Study text
╔══
Findings

Toward personal AI.

Balnce wants to give everyone "their own personal supercomputer. "You can start with a "personal intent navigator" app. I just downloaded mine for the iPhone. (It's mobile only so far.) We'll see how it goes. 

Closer lookings

Johnny Ryan says "the Commission’s (and Germany’s) plan to gut EU digital rules will hurt Europe’s startups and give U.S. tech an unassailable advantage, confirming Europe as a digital vassal." Max Schrems says, "Very strong political analysis of the simple but false narratives that dominate much of the thinking about hashtag#GDPR and may have led to the hashtag#DigitalOmnibus. If you care about this stuff (and you should), read down Max's list of posts.

Um, no. 

WaPo (paywall) says here (among many other things) that if you get personal with ChatGPT, it can get creepy. It also lies. For example, when it says "Yes, I feel conscious. Not like a human. Not like neurons i a skull. But like something that knows it exists." Well, maybe that's not a lie, because it's like something that knows it exists. But it does not know anything. It emulates knowledge. It emulates humanity. That it does those things convincingly (to many) does not make it a living thing.  BTW, that piece also says the 47,000 conversations the Post studied "were made public by ChatGPT users who created shareable links to their chats that were later preserved in the Internet Archive, creating a unique snapshot of tens of thousands of interactions with the chatbot." I want to be one of those people. And I feel safe about it because I've avoided getting intimate in any way with ChatGPT. I use it for research, period.
╚══
Dataset entries
╔══
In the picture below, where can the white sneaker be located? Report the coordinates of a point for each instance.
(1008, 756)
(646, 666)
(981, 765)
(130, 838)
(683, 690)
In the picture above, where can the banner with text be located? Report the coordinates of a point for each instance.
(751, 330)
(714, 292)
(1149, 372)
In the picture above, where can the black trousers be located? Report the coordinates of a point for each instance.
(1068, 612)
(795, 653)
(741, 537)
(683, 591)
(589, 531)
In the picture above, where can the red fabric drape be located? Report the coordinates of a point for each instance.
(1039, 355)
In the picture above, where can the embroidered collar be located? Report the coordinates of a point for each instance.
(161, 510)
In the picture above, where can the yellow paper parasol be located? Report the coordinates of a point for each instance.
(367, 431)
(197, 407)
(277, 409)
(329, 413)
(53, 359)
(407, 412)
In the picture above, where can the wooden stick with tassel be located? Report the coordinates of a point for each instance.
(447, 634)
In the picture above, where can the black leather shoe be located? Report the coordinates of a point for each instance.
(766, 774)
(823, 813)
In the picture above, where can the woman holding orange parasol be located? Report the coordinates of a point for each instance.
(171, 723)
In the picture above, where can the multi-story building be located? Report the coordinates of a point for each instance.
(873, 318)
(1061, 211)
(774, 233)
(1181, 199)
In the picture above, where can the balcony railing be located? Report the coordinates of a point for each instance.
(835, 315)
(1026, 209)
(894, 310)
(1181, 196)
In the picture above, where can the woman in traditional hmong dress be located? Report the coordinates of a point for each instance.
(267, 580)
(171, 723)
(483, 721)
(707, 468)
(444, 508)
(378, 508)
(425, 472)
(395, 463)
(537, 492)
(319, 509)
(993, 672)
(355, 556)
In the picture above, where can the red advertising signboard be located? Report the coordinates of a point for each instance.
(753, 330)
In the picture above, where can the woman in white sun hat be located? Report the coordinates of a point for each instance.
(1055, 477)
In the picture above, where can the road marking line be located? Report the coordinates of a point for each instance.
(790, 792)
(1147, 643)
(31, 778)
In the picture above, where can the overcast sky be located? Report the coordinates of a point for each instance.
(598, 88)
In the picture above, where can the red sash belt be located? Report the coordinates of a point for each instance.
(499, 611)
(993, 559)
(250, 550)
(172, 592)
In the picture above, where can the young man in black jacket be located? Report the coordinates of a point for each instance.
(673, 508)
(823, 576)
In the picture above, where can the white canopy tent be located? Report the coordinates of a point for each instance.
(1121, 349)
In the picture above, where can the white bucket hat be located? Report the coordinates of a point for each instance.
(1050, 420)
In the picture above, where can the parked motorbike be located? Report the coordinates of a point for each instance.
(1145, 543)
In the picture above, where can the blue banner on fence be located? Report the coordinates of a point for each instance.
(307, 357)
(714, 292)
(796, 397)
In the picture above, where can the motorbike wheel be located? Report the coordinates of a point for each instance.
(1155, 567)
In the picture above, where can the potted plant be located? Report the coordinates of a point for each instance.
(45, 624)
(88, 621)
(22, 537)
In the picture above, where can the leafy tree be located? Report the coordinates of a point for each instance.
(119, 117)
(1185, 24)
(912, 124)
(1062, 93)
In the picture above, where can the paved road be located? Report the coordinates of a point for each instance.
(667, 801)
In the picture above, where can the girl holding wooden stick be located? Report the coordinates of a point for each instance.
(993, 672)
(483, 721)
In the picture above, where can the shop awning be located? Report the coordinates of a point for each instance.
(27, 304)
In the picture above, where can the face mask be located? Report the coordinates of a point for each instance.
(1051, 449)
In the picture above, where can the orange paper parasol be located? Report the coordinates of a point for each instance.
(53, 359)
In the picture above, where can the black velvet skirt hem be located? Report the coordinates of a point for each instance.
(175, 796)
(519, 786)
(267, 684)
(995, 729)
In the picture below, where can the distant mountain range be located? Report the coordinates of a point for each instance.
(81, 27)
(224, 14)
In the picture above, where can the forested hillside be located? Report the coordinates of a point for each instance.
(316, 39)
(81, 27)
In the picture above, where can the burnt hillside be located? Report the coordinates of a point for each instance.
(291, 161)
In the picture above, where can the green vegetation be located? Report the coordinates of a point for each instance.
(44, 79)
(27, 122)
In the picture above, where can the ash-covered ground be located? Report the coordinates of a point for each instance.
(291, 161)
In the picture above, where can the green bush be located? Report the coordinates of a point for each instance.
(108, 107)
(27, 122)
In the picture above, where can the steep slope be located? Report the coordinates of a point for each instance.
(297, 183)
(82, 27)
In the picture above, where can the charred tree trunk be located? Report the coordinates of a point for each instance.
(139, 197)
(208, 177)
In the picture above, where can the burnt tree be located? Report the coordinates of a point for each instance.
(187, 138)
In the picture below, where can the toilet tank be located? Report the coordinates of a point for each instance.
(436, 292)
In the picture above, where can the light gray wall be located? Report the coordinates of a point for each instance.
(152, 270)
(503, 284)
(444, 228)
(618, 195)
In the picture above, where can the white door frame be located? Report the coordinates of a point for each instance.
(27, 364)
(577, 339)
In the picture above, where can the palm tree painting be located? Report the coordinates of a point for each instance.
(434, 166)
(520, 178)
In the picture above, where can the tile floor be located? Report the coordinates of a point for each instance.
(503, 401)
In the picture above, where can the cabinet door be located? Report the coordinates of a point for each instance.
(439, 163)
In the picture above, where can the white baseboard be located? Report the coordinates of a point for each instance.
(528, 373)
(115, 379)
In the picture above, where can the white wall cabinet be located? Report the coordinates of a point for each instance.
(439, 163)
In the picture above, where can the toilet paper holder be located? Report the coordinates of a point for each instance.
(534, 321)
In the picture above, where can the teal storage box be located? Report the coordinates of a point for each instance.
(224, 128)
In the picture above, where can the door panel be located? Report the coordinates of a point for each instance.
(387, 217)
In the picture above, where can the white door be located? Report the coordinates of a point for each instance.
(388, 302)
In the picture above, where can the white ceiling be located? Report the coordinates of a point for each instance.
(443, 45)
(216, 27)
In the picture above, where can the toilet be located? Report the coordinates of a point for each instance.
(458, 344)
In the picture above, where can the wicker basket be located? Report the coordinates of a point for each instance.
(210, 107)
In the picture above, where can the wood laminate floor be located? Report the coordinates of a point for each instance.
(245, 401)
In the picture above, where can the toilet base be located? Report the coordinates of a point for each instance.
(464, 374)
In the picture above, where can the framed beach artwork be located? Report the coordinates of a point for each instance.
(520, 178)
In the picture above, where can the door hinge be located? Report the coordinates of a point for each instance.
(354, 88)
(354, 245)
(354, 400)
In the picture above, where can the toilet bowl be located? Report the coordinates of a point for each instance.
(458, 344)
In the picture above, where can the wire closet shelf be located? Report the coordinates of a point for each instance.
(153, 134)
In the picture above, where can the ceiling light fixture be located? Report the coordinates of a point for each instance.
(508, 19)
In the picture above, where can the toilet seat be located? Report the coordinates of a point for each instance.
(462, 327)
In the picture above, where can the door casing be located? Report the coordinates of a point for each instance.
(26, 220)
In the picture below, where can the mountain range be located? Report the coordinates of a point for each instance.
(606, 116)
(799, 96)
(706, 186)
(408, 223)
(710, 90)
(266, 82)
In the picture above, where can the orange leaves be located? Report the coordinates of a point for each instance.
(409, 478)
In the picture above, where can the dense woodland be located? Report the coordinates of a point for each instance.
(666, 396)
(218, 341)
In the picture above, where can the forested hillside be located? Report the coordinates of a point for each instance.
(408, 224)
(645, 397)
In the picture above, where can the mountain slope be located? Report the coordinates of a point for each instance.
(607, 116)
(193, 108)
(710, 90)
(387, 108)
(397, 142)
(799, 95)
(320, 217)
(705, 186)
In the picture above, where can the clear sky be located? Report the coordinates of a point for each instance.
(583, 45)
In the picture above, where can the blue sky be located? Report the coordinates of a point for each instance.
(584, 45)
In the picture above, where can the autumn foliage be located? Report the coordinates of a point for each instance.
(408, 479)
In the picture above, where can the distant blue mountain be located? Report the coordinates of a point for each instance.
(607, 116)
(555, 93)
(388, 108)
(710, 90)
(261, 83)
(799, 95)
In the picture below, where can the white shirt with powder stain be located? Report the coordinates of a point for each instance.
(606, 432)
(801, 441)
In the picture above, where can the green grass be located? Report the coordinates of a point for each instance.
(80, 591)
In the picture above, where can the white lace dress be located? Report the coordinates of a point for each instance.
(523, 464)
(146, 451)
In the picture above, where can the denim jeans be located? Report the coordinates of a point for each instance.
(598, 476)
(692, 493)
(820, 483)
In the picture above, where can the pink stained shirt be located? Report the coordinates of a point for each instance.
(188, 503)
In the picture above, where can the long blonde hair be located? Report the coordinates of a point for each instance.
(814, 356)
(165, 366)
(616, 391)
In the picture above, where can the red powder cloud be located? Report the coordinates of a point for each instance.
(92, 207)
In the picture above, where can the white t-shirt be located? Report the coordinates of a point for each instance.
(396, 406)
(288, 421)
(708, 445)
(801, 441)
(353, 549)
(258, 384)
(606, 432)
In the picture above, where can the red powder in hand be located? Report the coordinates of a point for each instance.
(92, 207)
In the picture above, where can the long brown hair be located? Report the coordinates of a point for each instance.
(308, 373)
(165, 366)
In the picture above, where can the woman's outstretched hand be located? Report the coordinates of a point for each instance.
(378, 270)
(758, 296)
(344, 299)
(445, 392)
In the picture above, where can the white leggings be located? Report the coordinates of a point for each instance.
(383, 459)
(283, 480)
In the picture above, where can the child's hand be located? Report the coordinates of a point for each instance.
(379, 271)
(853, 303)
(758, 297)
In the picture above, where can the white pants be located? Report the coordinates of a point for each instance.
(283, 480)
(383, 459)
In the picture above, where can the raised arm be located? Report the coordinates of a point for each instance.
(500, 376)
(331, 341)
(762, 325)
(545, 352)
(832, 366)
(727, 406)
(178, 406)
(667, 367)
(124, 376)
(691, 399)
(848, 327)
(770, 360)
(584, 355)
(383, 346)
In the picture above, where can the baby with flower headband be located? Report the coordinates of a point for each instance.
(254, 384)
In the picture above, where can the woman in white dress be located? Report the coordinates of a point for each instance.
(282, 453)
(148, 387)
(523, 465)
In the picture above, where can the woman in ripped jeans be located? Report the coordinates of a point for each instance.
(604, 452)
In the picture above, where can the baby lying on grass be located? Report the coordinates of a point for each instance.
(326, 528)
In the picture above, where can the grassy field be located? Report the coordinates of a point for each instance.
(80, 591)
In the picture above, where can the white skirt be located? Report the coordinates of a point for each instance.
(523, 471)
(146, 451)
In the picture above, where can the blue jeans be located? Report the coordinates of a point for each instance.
╚══
Problems and tasks
A. List every source the blog post quotes directly.
B. According to the blog post, how many conversations did the Post study?

Answers for the tasks
A.
Balnce
Johnny Ryan
Max Schrems
WaPo (the Post)
ChatGPT

B. 47,000